> Text block:
It was only after I took the bowls back in the house that the fact that the broth was beef and that the cheese was dairy crossed my mind.

I led that sweet boy into the land of unclean traife. The rule of not mixing meat and dairy had been broken and there was no going back.

I apologized and apologized and then apologized again.

Dan was gracious and understanding. He's probably used to shiksa's breaking the rules of the tribe.

So for those keeping track, in addition to swearing at a nun, I have fed traife to a sweet boy who keeps kosher.

I am so getting coal in my stocking this Christmas.


9 comments:

Anonymous said...

You are so funny. Thanks I needed that. =) Mari PS you are not going to hell.

Lisa said...

Sorry about the coal! Hope Lily gets better not worse!
Hugs, Lisa

Cheryl said...

Sending some healing energy to little Miss Sunshine.

Joshua W. Burton said...

In case you're ever in the same situation again, please note: there are quite a few other things in this story that should have kept you from asserting that the soup was "kosher." In roughly ascending order of severity....

(1) You don't keep kosher yourself, so the evidentiary value of anything you say about the subject is halakhically nil. Please don't be offended if your kashrut-observing guest stops right here. It's not personal, it's Talmudic.

(2) Your spoon has probably been used for both milk and meat, and hasn't been boiled in a kosher pot to clean it.

(3) Your bowl has probably been used for both milk and meat, at temperatures above yad soledet bo (a young child will pull back his hand), and, unless it's glass, cannot be kashered. Your wooden cooking spoon definitely cannot be kashered.

(4) Your pot has certainly been used for both milk and meat, at frying temperatures above boiling, and hasn't been heated red hot to clean it.

(5) Your ingredients generally are not under kosher supervision, and in particular you don't know whether the wheat in your bread is the new crop, or was owned by someone over Passover. The raw vegetable ingredients are all fine, assuming your knives only touched them cold.

(6) Your cheese is made with animal rennet, unless you bought kosher cheese.

(7) Your sherry is wine that has been handled by non-Jews, and the Talmud presumptively assumes you have been using it to offer libations to your pagan gods.

> Task item: Reproduce the passage of the blog post about serving soup to a kosher guest word for word, starting at "Joshua W. Burton" and ending at "order of severity....".

> Dataset records:
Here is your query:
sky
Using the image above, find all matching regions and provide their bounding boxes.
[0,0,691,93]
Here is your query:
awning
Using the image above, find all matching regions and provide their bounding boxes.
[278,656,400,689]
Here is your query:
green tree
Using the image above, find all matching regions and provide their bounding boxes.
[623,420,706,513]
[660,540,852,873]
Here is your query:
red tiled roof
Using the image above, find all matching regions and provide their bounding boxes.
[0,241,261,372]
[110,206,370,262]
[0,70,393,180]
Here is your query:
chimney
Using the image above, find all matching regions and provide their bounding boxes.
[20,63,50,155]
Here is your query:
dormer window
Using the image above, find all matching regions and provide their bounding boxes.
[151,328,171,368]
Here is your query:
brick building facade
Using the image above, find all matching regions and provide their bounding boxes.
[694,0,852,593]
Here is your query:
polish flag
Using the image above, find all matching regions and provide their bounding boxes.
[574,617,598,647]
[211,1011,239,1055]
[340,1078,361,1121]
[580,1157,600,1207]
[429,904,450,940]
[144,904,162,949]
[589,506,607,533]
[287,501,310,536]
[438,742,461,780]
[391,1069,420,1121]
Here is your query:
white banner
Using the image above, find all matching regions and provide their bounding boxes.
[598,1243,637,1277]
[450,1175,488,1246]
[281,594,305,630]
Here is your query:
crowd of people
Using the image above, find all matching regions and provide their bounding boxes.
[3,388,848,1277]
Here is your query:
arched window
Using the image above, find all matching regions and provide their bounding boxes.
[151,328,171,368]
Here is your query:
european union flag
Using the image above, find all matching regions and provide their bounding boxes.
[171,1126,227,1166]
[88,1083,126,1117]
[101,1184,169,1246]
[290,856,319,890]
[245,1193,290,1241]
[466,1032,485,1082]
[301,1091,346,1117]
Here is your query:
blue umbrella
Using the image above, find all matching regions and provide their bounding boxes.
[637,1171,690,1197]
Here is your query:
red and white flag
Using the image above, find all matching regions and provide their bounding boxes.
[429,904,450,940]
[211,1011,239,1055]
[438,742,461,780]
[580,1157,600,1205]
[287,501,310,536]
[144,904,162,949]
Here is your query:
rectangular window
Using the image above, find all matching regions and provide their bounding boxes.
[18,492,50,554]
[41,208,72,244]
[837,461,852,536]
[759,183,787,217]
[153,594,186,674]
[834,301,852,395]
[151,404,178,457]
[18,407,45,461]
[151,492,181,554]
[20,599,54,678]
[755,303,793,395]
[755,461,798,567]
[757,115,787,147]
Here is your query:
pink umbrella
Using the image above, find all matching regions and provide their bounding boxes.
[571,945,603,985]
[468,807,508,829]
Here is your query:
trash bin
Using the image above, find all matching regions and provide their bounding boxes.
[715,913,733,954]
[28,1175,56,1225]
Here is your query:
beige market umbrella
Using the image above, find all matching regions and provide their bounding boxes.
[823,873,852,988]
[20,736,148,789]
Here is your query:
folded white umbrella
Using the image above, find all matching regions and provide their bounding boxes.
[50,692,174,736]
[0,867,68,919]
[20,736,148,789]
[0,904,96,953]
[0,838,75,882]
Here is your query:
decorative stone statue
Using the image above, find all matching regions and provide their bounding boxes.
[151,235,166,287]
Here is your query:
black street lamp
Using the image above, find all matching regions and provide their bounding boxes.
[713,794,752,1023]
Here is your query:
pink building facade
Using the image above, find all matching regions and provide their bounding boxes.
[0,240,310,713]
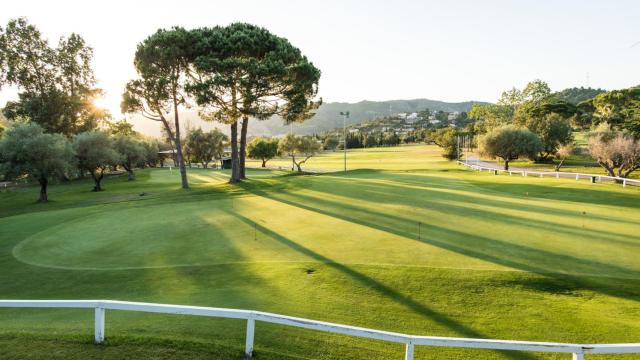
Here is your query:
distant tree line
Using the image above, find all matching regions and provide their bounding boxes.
[444,80,640,177]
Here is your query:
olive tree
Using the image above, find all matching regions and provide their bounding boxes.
[431,127,459,160]
[73,131,120,191]
[185,128,227,169]
[112,134,146,181]
[555,143,575,171]
[589,132,640,178]
[278,134,322,172]
[0,123,74,202]
[479,125,542,170]
[0,18,109,135]
[142,139,160,167]
[247,137,278,167]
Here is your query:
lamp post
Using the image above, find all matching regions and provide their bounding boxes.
[340,111,349,173]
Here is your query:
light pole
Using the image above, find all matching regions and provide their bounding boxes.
[340,111,349,173]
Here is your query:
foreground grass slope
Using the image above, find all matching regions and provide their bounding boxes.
[0,146,640,359]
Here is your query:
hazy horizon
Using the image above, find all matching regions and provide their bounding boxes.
[0,0,640,119]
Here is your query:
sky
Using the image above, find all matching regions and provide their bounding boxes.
[0,0,640,118]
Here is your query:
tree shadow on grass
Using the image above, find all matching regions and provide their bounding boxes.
[238,180,640,301]
[228,212,536,360]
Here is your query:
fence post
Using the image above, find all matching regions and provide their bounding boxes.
[244,319,256,359]
[404,340,413,360]
[94,307,105,344]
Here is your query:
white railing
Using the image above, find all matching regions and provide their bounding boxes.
[0,300,640,360]
[458,160,640,187]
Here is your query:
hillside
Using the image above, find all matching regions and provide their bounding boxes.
[131,99,481,136]
[553,87,606,104]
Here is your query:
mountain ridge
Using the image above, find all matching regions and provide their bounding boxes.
[130,98,487,136]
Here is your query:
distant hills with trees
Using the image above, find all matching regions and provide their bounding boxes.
[553,87,607,105]
[131,99,487,136]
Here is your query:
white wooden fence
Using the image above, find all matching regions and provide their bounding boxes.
[0,300,640,360]
[458,160,640,187]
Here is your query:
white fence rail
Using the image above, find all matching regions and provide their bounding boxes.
[0,300,640,360]
[458,160,640,187]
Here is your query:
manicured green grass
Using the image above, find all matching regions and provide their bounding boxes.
[0,146,640,359]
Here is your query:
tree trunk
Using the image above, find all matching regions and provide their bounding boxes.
[556,159,564,172]
[240,115,249,180]
[38,179,49,203]
[173,93,189,189]
[229,121,240,183]
[91,171,104,192]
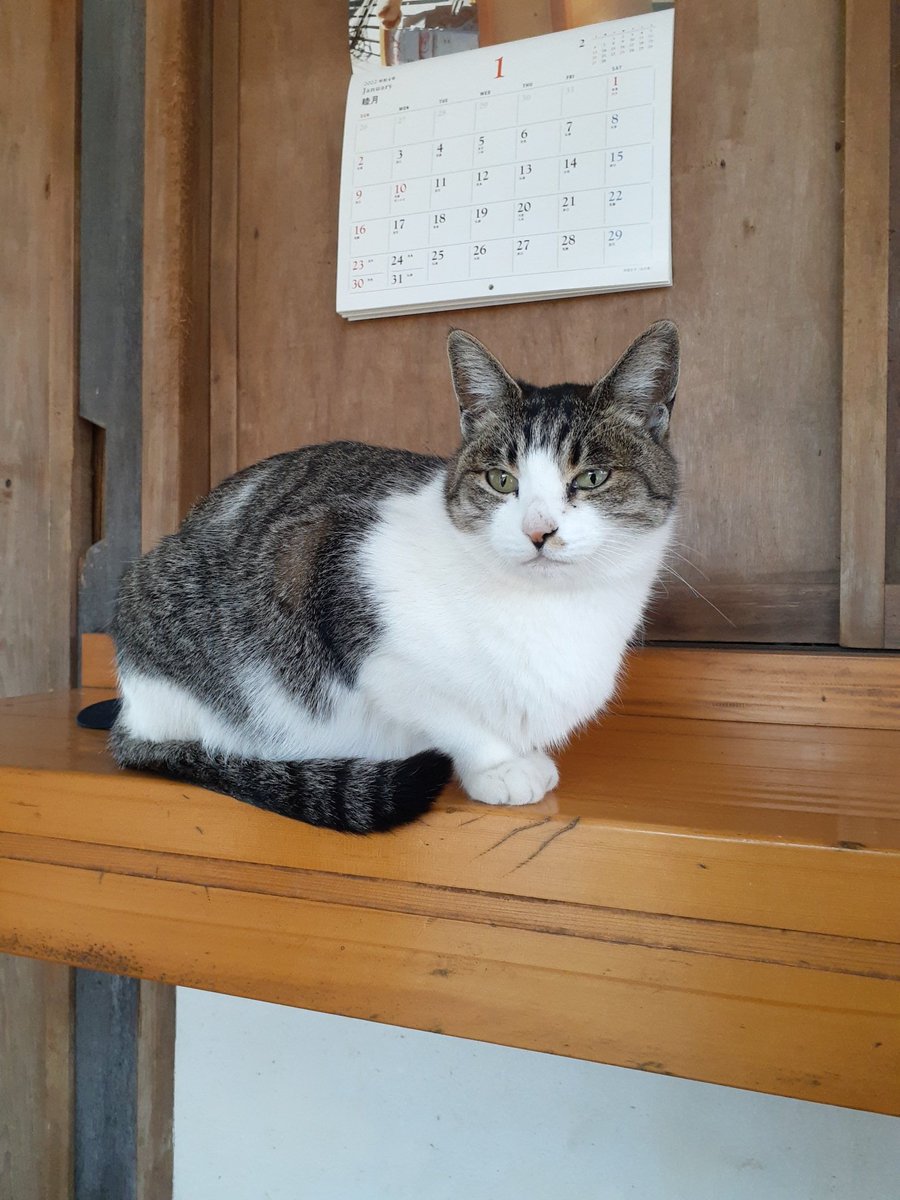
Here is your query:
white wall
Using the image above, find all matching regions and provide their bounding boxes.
[175,988,900,1200]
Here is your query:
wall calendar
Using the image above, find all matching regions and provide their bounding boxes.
[337,10,674,320]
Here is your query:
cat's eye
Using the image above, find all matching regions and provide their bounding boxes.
[572,467,610,492]
[485,467,518,496]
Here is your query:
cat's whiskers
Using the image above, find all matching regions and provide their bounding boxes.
[662,563,738,629]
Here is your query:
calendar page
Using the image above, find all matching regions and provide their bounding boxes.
[337,10,674,320]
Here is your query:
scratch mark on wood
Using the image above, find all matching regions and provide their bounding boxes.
[506,817,581,875]
[475,817,550,858]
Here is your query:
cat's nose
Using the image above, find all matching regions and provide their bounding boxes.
[528,529,557,550]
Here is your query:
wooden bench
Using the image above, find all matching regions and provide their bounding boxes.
[0,640,900,1114]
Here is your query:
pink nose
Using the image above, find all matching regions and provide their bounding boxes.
[528,529,556,550]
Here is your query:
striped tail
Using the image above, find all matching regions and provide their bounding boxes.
[109,722,452,833]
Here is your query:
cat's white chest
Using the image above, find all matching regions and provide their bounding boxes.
[360,475,650,752]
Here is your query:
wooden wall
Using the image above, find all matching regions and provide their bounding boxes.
[0,0,80,1200]
[210,0,844,643]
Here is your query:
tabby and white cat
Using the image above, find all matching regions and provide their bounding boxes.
[112,322,678,833]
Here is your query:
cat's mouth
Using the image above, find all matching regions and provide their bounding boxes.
[522,551,575,571]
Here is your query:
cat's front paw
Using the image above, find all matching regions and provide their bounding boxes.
[461,750,559,804]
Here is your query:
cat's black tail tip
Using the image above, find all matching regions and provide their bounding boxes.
[76,700,122,730]
[371,750,454,833]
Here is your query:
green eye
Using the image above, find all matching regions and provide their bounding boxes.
[572,467,610,492]
[485,467,518,496]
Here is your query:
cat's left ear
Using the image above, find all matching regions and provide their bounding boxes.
[446,329,522,438]
[592,320,680,442]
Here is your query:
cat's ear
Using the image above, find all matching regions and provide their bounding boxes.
[446,329,522,437]
[593,320,680,442]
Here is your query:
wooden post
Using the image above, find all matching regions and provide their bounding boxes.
[840,0,890,647]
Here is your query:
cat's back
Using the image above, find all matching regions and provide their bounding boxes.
[113,442,444,676]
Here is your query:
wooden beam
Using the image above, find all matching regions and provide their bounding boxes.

> Answer box:
Joshua W. Burton said...

In case you're ever in the same situation again, please note: there are quite a few other things in this story that should have kept you from asserting that the soup was "kosher." In roughly ascending order of severity....